*GIVEN REQUEST A*
In the news excerpts on food prices, change everything from "There is now" down to "environmentally disastrous provisions." so that "coup" is replaced with "revolt".
*GIVEN REQUEST B*
Return the rows word for word, from the start of the rows down to the line that contains "pixel 80 187", including both ends, and leave out the pictures.

But the rich world is exacerbating these effects by supporting the production of biofuels.

… Washington provides a subsidy of 51 cents a gallon to ethanol blenders and slaps a tariff of 54 cents a gallon on imports. In the European Union, most countries exempt biofuels from some gas taxes and slap an average tariff equal to more than 70 cents a gallon of imported ethanol. There are several reasons to put an end to these interventions. At best, corn ethanol delivers only a small reduction in greenhouse gases compared with gasoline. And it could make things far worse if it leads to more farming in forests and grasslands. Rising food prices provide an urgent argument to nix ethanol’s supports.

… Continued growth of the middle class in China and India, the push for renewable fuels and anticipated damage to agricultural production caused by global warming mean that food prices are likely to stay high. Millions of people, mainly in developing countries, could need aid to avoid malnutrition. Rich countries’ energy policies helped create the problem. Now those countries should help solve it.
(10 April 2008)


Starving Haitians riot as food prices soar

Leonard Doyle, The Independent
Demonstrators have tried to storm the presidential palace in the Haitian capital, Port-au-Prince, as protests over hunger and rising food prices spread across the developing world.

Demanding the resignation of President René Préval, the protesters attempted to break through the palace gates before being driven back by a contingent of Brazilian United Nations peacekeepers who used tear gas and rubber bullets.

The prices of basic foods such as rice, beans, condensed milk and fruit have risen by more than 50 per cent in Haiti, where the poor even rely on biscuits made of mud to get through the day. Even the price of this traditional Haitian remedy for hunger pangs has gone up to more than $5 (£2.50) for 100 biscuits.

There is now a grave danger of a coup being triggered in what is the poorest country in the western hemisphere. Rising costs of commodities and basic foodstuffs have brought immense hardship to the population, 80 per cent of whom survive on less than £1 a day and only a minority has paid full-time jobs.

And it’s not just in Haiti where unrest is growing.
(10 April 2008)


We’ll reap what we sow

Daniel Imhoff, Los Angeles Times
The farm bill is loaded with pork and environmentally disastrous provisions.

If you’ve ever driven through the southern end of California’s Central Valley in September, you’re familiar with the grids of lint-strewn cotton fields that blur by for nearly 2 1/2 hours. You might even have pondered the wisdom of planting such a thirsty crop as cotton on a million acres — an area larger than Yosemite National Park — in a state facing a water crisis. Then again, you might ask a similar question about the half a million acres of rice, a grain adapted to the monsoons of Asia, on the valley’s northern end.

Cheap irrigation water is part of the equation, but there is another common denominator. It’s a massive federal legislation package passed every five years known as the farm bill, which House and Senate members are scrambling to reauthorize by an April 18 deadline. Over the last decade, the farm bill has allowed the U.S. Department of Agriculture to shower tens of billions of dollars in subsidies on the nation’s cotton and rice farmers (along with corn, soybean, wheat, sugar and milk producers). These subsidies flow whether growers need them or not. They flow even as they damage the environment and our nutritional well-being. They flow, all the while enabling the biggest farms to consolidate into mega-farms.

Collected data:
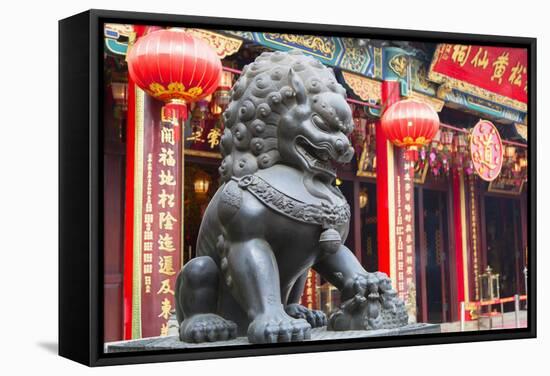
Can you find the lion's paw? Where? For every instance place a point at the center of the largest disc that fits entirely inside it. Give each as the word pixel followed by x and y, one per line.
pixel 278 327
pixel 372 304
pixel 315 318
pixel 207 328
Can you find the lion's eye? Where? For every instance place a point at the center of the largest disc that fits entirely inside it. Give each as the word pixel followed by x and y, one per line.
pixel 320 123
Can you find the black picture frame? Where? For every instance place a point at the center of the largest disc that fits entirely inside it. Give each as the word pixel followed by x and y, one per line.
pixel 80 187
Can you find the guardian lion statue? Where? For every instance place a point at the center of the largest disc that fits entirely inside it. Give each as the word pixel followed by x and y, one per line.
pixel 278 213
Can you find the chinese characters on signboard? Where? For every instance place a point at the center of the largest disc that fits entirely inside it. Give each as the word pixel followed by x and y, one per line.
pixel 486 150
pixel 404 226
pixel 203 135
pixel 493 73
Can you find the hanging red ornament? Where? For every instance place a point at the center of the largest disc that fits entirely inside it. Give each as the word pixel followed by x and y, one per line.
pixel 175 67
pixel 410 124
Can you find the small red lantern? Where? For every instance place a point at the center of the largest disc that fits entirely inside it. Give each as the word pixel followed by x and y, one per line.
pixel 174 67
pixel 410 124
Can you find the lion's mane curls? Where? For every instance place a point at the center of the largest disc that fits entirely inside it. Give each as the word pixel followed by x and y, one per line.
pixel 261 96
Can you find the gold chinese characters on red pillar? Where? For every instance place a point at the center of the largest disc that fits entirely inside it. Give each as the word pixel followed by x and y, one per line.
pixel 161 241
pixel 404 226
pixel 309 297
pixel 486 150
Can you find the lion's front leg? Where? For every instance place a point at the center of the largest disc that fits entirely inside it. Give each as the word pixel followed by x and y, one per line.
pixel 294 309
pixel 368 300
pixel 253 277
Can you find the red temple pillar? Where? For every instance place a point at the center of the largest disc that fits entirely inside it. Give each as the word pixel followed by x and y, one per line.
pixel 460 239
pixel 384 186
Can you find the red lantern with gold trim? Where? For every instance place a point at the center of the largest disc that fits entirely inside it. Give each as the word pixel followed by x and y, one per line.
pixel 410 124
pixel 175 67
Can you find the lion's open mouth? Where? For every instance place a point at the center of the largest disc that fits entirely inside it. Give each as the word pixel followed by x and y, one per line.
pixel 316 157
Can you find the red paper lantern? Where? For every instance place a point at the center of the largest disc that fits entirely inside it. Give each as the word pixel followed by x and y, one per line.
pixel 410 124
pixel 174 67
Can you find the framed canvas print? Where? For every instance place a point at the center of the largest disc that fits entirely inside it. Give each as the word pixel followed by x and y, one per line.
pixel 236 187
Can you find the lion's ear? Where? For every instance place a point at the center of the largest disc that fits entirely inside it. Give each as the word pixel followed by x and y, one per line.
pixel 298 86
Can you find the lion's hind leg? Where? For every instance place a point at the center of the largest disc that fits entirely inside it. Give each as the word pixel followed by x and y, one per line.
pixel 196 303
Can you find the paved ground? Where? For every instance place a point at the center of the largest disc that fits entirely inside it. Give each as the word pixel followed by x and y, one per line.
pixel 507 321
pixel 318 334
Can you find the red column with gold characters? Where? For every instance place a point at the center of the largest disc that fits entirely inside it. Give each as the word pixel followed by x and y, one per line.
pixel 408 124
pixel 309 296
pixel 166 80
pixel 161 217
pixel 384 185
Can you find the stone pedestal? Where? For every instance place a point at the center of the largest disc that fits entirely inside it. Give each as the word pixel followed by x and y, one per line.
pixel 317 334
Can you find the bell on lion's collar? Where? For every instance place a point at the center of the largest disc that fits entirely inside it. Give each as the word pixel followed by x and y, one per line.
pixel 330 241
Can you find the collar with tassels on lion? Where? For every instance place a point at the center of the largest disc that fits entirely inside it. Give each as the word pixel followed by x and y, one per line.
pixel 325 215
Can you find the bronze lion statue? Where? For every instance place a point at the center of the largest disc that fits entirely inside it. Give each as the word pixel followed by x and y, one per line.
pixel 278 213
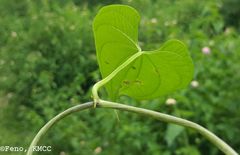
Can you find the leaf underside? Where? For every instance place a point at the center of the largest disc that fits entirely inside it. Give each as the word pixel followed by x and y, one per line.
pixel 153 73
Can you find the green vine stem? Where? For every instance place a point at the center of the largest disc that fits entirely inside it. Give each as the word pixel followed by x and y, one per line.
pixel 225 148
pixel 112 75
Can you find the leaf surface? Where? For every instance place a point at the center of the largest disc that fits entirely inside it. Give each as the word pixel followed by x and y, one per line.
pixel 153 73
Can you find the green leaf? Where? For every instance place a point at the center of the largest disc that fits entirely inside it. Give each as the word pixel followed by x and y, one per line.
pixel 151 74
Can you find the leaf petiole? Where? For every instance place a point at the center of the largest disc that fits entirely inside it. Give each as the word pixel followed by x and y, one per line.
pixel 110 76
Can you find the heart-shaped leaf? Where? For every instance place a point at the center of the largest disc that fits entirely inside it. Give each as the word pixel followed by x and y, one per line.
pixel 153 73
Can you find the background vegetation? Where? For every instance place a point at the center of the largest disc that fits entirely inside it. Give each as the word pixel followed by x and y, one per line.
pixel 48 63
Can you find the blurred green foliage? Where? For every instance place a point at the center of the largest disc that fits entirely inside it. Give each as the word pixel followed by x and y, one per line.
pixel 48 63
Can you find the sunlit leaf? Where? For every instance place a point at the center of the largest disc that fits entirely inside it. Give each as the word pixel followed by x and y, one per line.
pixel 152 74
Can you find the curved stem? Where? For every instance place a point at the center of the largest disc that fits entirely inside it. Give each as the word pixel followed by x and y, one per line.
pixel 157 115
pixel 60 116
pixel 110 76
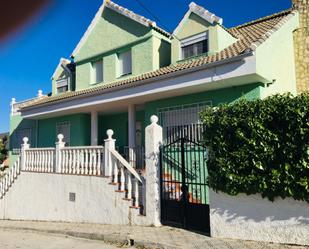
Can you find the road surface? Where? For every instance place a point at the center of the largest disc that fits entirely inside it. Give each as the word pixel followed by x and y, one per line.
pixel 10 239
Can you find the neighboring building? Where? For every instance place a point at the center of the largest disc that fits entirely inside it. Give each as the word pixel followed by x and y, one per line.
pixel 125 69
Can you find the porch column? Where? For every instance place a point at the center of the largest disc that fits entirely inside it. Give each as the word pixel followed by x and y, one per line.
pixel 131 132
pixel 94 128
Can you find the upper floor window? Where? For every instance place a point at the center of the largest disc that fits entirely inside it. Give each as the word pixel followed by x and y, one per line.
pixel 194 45
pixel 124 63
pixel 62 85
pixel 64 129
pixel 97 71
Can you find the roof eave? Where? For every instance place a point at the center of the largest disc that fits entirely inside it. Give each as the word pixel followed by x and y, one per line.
pixel 150 80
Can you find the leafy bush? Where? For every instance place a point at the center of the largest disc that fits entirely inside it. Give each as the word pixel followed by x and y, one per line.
pixel 260 146
pixel 3 150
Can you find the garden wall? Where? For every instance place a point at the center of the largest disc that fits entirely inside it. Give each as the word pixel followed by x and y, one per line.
pixel 254 218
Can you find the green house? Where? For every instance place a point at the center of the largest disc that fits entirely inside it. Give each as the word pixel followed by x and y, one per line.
pixel 125 69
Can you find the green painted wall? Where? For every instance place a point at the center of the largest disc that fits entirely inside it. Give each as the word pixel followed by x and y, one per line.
pixel 227 95
pixel 218 38
pixel 119 124
pixel 112 31
pixel 79 129
pixel 280 66
pixel 16 124
pixel 113 34
pixel 224 39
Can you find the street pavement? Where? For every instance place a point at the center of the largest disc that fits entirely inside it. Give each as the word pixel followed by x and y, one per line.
pixel 118 235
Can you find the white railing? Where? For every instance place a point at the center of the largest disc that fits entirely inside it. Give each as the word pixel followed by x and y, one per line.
pixel 9 176
pixel 86 160
pixel 40 160
pixel 15 106
pixel 126 177
pixel 81 160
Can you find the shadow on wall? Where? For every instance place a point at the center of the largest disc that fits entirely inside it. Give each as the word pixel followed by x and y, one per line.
pixel 124 23
pixel 254 208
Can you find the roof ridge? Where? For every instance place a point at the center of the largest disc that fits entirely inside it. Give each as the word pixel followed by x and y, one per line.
pixel 206 14
pixel 137 17
pixel 262 19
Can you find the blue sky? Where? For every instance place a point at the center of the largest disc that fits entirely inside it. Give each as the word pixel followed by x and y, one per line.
pixel 29 57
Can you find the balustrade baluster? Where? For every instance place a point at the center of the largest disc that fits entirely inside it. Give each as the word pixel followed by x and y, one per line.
pixel 129 186
pixel 62 162
pixel 122 178
pixel 74 162
pixel 99 163
pixel 115 172
pixel 66 161
pixel 90 161
pixel 136 193
pixel 94 163
pixel 50 161
pixel 70 162
pixel 42 162
pixel 86 161
pixel 82 160
pixel 31 161
pixel 77 162
pixel 46 167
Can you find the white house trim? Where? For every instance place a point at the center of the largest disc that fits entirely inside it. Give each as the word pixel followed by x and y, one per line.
pixel 62 63
pixel 121 10
pixel 201 12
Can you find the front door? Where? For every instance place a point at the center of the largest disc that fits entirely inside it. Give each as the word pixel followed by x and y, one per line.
pixel 184 190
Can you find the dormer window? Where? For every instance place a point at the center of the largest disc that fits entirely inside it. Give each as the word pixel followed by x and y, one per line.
pixel 97 72
pixel 194 46
pixel 62 85
pixel 124 63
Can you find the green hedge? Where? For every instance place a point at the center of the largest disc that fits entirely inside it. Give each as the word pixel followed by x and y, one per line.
pixel 260 146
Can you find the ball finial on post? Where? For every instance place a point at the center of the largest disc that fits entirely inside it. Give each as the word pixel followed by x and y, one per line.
pixel 25 140
pixel 109 133
pixel 154 119
pixel 60 138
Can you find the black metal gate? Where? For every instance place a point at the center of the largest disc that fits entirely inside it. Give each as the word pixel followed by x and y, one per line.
pixel 184 190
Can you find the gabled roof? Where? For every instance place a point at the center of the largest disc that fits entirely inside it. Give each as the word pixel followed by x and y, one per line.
pixel 123 11
pixel 201 12
pixel 62 62
pixel 249 37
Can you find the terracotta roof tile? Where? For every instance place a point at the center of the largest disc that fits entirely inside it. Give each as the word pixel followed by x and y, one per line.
pixel 249 35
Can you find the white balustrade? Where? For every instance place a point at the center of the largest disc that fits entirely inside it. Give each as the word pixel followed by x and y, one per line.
pixel 9 177
pixel 84 160
pixel 39 159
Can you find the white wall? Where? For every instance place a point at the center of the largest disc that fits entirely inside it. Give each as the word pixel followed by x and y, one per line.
pixel 45 197
pixel 254 218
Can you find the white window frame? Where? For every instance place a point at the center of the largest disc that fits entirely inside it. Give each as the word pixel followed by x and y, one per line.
pixel 19 139
pixel 174 110
pixel 94 72
pixel 127 69
pixel 67 139
pixel 192 40
pixel 62 83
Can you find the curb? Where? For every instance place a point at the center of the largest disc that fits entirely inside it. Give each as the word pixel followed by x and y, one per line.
pixel 108 238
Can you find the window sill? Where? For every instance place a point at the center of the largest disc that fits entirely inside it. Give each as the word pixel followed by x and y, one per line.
pixel 194 57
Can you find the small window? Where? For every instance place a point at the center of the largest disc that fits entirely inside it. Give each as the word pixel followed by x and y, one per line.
pixel 194 49
pixel 97 72
pixel 19 136
pixel 62 85
pixel 64 129
pixel 194 46
pixel 125 63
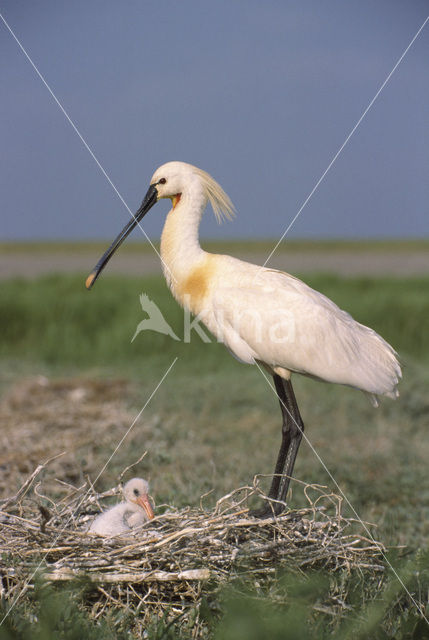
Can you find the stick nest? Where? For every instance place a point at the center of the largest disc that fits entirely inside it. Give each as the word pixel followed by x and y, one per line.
pixel 170 563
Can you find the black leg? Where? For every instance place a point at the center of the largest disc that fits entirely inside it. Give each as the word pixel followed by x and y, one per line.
pixel 292 430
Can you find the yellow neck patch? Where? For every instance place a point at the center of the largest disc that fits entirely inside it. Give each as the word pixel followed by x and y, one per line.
pixel 176 199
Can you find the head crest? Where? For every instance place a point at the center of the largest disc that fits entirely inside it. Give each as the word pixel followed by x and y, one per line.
pixel 219 200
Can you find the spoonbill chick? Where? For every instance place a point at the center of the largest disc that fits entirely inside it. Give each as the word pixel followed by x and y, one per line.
pixel 125 516
pixel 263 316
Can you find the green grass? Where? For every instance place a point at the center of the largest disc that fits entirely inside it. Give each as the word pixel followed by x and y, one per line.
pixel 222 246
pixel 54 320
pixel 214 423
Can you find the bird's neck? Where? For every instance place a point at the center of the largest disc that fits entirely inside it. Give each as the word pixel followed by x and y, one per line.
pixel 180 246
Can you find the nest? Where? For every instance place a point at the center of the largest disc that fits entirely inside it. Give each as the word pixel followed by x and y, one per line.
pixel 169 564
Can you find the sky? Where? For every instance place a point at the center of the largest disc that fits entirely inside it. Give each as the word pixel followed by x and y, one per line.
pixel 262 95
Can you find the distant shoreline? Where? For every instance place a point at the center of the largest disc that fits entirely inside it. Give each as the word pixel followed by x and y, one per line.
pixel 342 258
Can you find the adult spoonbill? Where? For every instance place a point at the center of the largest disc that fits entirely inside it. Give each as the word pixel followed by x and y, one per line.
pixel 262 315
pixel 125 516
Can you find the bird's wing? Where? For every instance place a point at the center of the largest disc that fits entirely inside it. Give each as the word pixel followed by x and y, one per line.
pixel 281 321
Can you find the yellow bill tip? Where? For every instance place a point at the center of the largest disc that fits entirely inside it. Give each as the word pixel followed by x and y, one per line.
pixel 90 280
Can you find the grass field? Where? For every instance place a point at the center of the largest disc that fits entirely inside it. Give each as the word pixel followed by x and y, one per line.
pixel 214 423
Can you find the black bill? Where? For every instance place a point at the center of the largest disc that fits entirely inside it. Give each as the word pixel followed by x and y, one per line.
pixel 149 200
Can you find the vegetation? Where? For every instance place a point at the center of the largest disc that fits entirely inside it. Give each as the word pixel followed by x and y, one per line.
pixel 213 423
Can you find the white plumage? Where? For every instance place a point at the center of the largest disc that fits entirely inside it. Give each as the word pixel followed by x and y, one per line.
pixel 262 315
pixel 125 516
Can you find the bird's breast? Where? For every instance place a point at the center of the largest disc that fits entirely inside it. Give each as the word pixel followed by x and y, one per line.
pixel 192 290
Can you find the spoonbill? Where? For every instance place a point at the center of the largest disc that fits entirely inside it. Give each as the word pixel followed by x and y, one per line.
pixel 125 516
pixel 263 316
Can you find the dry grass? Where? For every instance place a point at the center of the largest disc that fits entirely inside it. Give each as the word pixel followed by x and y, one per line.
pixel 169 564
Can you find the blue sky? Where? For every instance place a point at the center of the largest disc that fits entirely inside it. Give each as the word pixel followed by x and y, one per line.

*FULL ANSWER A*
There is now a grave danger of a revolt being triggered in what is the poorest country in the western hemisphere. Rising costs of commodities and basic foodstuffs have brought immense hardship to the population, 80 per cent of whom survive on less than £1 a day and only a minority has paid full-time jobs.

And it’s not just in Haiti where unrest is growing.
(10 April 2008)


We’ll reap what we sow

Daniel Imhoff, Los Angeles Times
The farm bill is loaded with pork and environmentally disastrous provisions.

*FULL ANSWER B*
Can you find the lion's paw? Where? For every instance place a point at the center of the largest disc that fits entirely inside it. Give each as the word pixel followed by x and y, one per line.
pixel 278 327
pixel 372 304
pixel 315 318
pixel 207 328
Can you find the lion's eye? Where? For every instance place a point at the center of the largest disc that fits entirely inside it. Give each as the word pixel followed by x and y, one per line.
pixel 320 123
Can you find the black picture frame? Where? For every instance place a point at the center of the largest disc that fits entirely inside it. Give each as the word pixel followed by x and y, one per line.
pixel 80 187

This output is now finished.